# [Objective]
From the passage on higher-order quantification below, print the part between "This is where" and "variables over them.", inclusive, word for word.

# [Excerpt to read]
** Start **
Now, a final point about interpretations. I said above that proofs
could be related to what is true in *all* interpretations. This 'all'
assumes that we have given an exact characterisation of what counts
as an interpretation, which is relatively easy for 'first-order'
quantification; but when we turn to 'higher-order' quantification,
the story gets more complicated, since there will be several
different ways to interpret a higher-order quantifier, and these
correspond to different kinds of interpretation, and so it is no
longer quite so clear what it means to say 'all interpretations'.
This is where the Chris/John/Fritz exchange becomes tricky.
Higher-order logical notation
Mathematicians decided about 85 years ago that they needed a way to
talk about properties and relations as well as about things, and
practicing ontologists came to a similar conclusion about 75 years
later. First-order logic has symbols for properties, of course, but
it doesnt allow one to say something about 'all properties': it only
has names for properties, not quantifiers and variables over them.
Second-order logic (SOL) allows such quantifiers (and third-order
logic allows properties of properties, and fourth-order... you get
the idea. 'Higher-order logic' (HOL) is sometimes taken to mean any
of these logics and sometimes to mean their union where one has all
properties of properties of properties of..... up as far as you want.
It might seem like a big difference, but in practice once you have
second order you pretty much get all the rest, so I won't bother to
be exact about the distinctions.)
Now it is not hard to tweak the syntax of the logical language to
allow quantifiers over properties (and relations: again I won't
bother with the details). You just allow variables to be put in the
predicate position of an expression, ie you allow things like (?P a
?x) as well as (P ?x ?y), and then you allow them to be quantified.
Nothing to it: CYCL does it without even batting an eyelid. (KIF
carefully excludes this, which IMHO is a major problem for using KIF
in ontology specification. I agree with Fritz and I think with John
here). It gets a bit trickier however to specify inference rules and
interpretations.
** End **
# [Record set]
** Start **
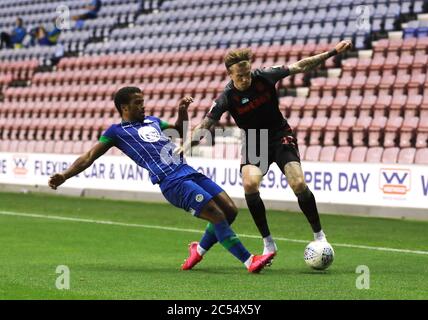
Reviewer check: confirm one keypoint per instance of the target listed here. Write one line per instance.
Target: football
(319, 255)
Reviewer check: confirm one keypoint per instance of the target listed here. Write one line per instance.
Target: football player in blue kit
(142, 139)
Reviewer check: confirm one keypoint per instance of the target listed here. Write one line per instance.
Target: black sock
(309, 207)
(258, 211)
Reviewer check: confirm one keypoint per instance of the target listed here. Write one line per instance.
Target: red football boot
(194, 257)
(259, 262)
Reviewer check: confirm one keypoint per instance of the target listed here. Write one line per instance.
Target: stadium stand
(369, 106)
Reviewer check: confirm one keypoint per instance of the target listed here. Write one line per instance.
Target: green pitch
(139, 256)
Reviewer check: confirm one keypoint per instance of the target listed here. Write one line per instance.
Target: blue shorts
(189, 190)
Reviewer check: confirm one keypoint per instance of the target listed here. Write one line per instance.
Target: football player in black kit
(252, 100)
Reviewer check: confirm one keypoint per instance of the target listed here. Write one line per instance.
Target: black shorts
(281, 148)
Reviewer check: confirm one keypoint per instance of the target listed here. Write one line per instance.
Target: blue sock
(230, 241)
(209, 239)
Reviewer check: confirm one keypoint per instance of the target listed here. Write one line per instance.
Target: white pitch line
(123, 224)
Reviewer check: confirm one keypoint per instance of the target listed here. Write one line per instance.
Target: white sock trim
(248, 262)
(201, 250)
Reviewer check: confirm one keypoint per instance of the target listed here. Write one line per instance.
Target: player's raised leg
(228, 239)
(209, 238)
(293, 172)
(251, 179)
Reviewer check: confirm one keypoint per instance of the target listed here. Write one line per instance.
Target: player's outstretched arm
(311, 63)
(183, 116)
(82, 163)
(198, 133)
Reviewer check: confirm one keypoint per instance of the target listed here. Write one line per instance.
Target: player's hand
(56, 180)
(343, 46)
(178, 150)
(185, 102)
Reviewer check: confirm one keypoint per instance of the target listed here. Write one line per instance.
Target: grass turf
(126, 262)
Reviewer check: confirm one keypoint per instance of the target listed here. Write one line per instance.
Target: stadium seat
(360, 131)
(331, 129)
(407, 155)
(407, 131)
(343, 154)
(390, 155)
(422, 133)
(317, 130)
(421, 156)
(391, 131)
(327, 153)
(376, 130)
(374, 155)
(312, 153)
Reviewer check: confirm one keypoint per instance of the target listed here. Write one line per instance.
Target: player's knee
(298, 185)
(231, 210)
(250, 186)
(213, 213)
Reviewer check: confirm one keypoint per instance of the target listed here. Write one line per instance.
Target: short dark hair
(237, 56)
(123, 96)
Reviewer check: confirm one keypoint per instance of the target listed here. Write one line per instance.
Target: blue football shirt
(146, 144)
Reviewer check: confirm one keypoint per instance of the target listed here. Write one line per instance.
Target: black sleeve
(274, 74)
(219, 107)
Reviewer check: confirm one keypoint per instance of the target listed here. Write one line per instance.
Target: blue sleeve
(109, 136)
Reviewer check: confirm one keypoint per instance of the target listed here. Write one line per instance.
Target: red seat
(338, 106)
(407, 155)
(317, 130)
(386, 83)
(345, 129)
(317, 85)
(303, 128)
(312, 153)
(412, 106)
(297, 106)
(343, 154)
(353, 105)
(416, 83)
(408, 130)
(375, 131)
(390, 64)
(331, 130)
(422, 133)
(421, 156)
(310, 106)
(349, 66)
(357, 85)
(367, 105)
(358, 154)
(401, 84)
(390, 155)
(363, 65)
(328, 153)
(382, 105)
(359, 132)
(324, 107)
(330, 86)
(391, 131)
(374, 155)
(343, 86)
(372, 84)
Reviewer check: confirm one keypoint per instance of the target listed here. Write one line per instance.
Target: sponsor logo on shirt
(149, 134)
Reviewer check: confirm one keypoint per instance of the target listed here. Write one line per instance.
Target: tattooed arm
(198, 133)
(311, 63)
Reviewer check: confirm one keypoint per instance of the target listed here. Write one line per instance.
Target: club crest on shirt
(149, 134)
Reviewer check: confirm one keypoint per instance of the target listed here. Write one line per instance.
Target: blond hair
** End **
# [Expected output]
This is where the Chris/John/Fritz exchange becomes tricky.
Higher-order logical notation
Mathematicians decided about 85 years ago that they needed a way to
talk about properties and relations as well as about things, and
practicing ontologists came to a similar conclusion about 75 years
later. First-order logic has symbols for properties, of course, but
it doesnt allow one to say something about 'all properties': it only
has names for properties, not quantifiers and variables over them.